_The task:_ Locate each line in the material containing the word "climbing", matching case exactly, and copy those lines.

[BEGIN Information shown]

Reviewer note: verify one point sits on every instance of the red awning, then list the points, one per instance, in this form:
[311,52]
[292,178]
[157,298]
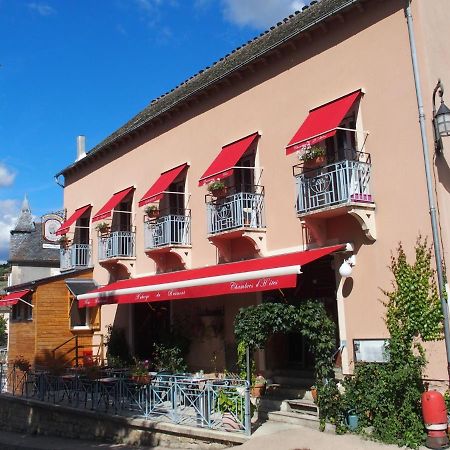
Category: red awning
[222,166]
[64,228]
[263,274]
[321,122]
[111,204]
[156,192]
[13,297]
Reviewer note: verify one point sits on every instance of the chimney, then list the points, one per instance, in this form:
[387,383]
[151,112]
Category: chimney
[81,147]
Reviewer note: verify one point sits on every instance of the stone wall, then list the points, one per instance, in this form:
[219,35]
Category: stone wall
[34,417]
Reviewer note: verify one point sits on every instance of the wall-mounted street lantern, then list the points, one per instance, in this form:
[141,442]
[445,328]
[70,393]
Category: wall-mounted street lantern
[441,118]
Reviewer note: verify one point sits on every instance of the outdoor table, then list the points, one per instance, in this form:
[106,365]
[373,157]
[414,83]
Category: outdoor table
[108,390]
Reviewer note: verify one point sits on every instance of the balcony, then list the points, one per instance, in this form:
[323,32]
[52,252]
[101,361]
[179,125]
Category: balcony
[238,210]
[172,230]
[75,257]
[339,183]
[336,189]
[117,245]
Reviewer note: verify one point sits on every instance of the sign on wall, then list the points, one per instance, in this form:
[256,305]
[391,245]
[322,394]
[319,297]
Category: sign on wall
[370,350]
[50,223]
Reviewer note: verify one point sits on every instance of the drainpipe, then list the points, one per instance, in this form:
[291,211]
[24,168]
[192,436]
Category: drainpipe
[431,201]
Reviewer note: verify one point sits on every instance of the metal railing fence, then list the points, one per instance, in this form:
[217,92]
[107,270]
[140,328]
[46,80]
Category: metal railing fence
[77,255]
[239,210]
[119,244]
[220,404]
[341,182]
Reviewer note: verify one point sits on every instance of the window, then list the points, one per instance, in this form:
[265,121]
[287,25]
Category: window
[22,311]
[79,317]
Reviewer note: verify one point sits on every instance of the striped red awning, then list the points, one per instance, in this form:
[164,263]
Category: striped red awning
[12,298]
[222,166]
[65,226]
[105,211]
[322,123]
[262,274]
[156,192]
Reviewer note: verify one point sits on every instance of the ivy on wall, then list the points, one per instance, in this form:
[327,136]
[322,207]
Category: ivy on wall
[255,324]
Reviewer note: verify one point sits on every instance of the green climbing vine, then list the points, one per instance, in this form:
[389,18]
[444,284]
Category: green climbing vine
[387,396]
[255,324]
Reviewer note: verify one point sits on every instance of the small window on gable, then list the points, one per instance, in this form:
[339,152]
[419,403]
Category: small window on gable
[22,311]
[79,317]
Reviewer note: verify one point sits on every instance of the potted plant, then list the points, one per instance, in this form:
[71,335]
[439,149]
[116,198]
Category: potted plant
[152,211]
[103,228]
[217,189]
[64,242]
[228,403]
[22,364]
[259,386]
[313,156]
[313,390]
[140,372]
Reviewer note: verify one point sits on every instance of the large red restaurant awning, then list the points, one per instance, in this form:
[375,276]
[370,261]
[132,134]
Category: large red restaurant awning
[321,122]
[13,297]
[222,166]
[274,272]
[64,228]
[105,211]
[156,192]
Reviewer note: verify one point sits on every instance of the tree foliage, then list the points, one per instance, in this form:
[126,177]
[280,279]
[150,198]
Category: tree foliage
[255,324]
[387,396]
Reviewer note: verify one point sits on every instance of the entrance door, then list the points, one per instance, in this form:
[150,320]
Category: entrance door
[292,351]
[151,322]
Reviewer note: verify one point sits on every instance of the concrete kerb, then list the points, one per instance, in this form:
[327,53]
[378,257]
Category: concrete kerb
[36,417]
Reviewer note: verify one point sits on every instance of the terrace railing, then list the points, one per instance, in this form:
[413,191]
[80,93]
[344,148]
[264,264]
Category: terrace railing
[239,210]
[182,399]
[342,182]
[119,244]
[170,229]
[77,255]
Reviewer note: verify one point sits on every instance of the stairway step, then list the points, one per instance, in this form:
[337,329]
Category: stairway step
[303,406]
[286,392]
[299,419]
[286,380]
[294,418]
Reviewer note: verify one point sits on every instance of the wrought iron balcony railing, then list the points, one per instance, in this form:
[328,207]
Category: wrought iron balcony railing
[345,181]
[75,256]
[170,229]
[119,244]
[239,210]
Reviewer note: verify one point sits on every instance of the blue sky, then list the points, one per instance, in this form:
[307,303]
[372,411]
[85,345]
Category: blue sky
[71,67]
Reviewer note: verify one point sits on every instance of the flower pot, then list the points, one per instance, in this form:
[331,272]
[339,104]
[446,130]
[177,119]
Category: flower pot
[153,214]
[314,394]
[258,390]
[319,161]
[141,379]
[229,422]
[219,193]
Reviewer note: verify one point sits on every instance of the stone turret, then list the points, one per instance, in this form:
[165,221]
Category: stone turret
[25,223]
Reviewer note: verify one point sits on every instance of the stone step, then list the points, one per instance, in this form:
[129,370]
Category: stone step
[303,406]
[286,392]
[295,418]
[300,381]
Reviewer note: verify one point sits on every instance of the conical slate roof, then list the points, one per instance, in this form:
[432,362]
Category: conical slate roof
[25,223]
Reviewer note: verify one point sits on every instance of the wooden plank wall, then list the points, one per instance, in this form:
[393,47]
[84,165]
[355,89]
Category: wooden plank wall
[50,326]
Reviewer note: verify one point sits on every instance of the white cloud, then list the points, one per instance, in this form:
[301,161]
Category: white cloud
[259,14]
[42,9]
[9,210]
[6,176]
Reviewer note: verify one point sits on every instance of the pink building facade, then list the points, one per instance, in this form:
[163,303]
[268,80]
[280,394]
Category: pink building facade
[335,79]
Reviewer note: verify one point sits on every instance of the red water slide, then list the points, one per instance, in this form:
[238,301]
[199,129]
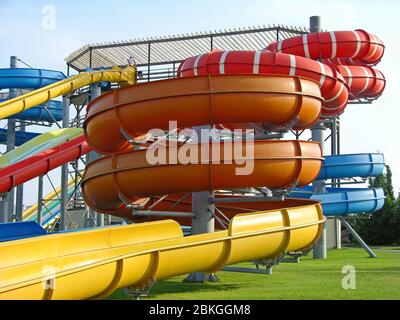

[END Information shown]

_Response to the exercise:_
Reviewer note: verify one point sits on every instance of the green climbing vine, then list the points, one per instance, in this form:
Category: green climbing vine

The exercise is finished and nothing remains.